──────── Provided information ────────

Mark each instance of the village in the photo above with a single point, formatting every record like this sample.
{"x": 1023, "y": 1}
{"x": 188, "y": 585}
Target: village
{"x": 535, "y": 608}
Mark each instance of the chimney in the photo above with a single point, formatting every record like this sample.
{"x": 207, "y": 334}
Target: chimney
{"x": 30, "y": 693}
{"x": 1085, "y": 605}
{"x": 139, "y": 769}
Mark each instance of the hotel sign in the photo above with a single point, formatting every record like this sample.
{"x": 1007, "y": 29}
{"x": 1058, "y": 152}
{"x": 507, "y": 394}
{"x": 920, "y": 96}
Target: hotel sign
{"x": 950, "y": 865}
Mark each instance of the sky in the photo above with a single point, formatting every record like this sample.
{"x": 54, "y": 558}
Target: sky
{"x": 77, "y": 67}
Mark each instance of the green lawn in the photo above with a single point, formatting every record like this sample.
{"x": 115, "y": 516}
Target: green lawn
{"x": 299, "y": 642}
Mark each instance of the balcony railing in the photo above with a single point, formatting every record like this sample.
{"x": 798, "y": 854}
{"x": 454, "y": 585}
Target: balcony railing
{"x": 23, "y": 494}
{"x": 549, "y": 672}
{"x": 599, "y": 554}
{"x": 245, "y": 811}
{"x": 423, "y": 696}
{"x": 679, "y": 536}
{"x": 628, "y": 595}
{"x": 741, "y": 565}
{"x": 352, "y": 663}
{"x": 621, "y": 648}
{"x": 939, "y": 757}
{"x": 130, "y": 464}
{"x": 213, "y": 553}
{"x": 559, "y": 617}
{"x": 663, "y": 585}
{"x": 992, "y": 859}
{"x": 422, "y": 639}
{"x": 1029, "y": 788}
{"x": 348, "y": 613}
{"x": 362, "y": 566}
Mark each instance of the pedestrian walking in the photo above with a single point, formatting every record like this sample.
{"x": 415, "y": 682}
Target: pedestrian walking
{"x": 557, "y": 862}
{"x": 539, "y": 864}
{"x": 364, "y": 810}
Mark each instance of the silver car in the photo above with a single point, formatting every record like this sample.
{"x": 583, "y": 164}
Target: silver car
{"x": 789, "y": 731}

────────

_What to produce_: Extract, exactly, the lines above that begin at the line containing "Mark each instance of the pedestrian" and end at the final line of the records; add no other text.

_Reply_:
Mark each instance of the pedestrian walking in the photo above with a single point, formatting every record like this sample.
{"x": 415, "y": 682}
Target: pedestrian walking
{"x": 557, "y": 862}
{"x": 539, "y": 864}
{"x": 364, "y": 810}
Mark each instance of the silver car in the photo above with a single point, formatting every record like this sample.
{"x": 583, "y": 164}
Target: silver car
{"x": 789, "y": 731}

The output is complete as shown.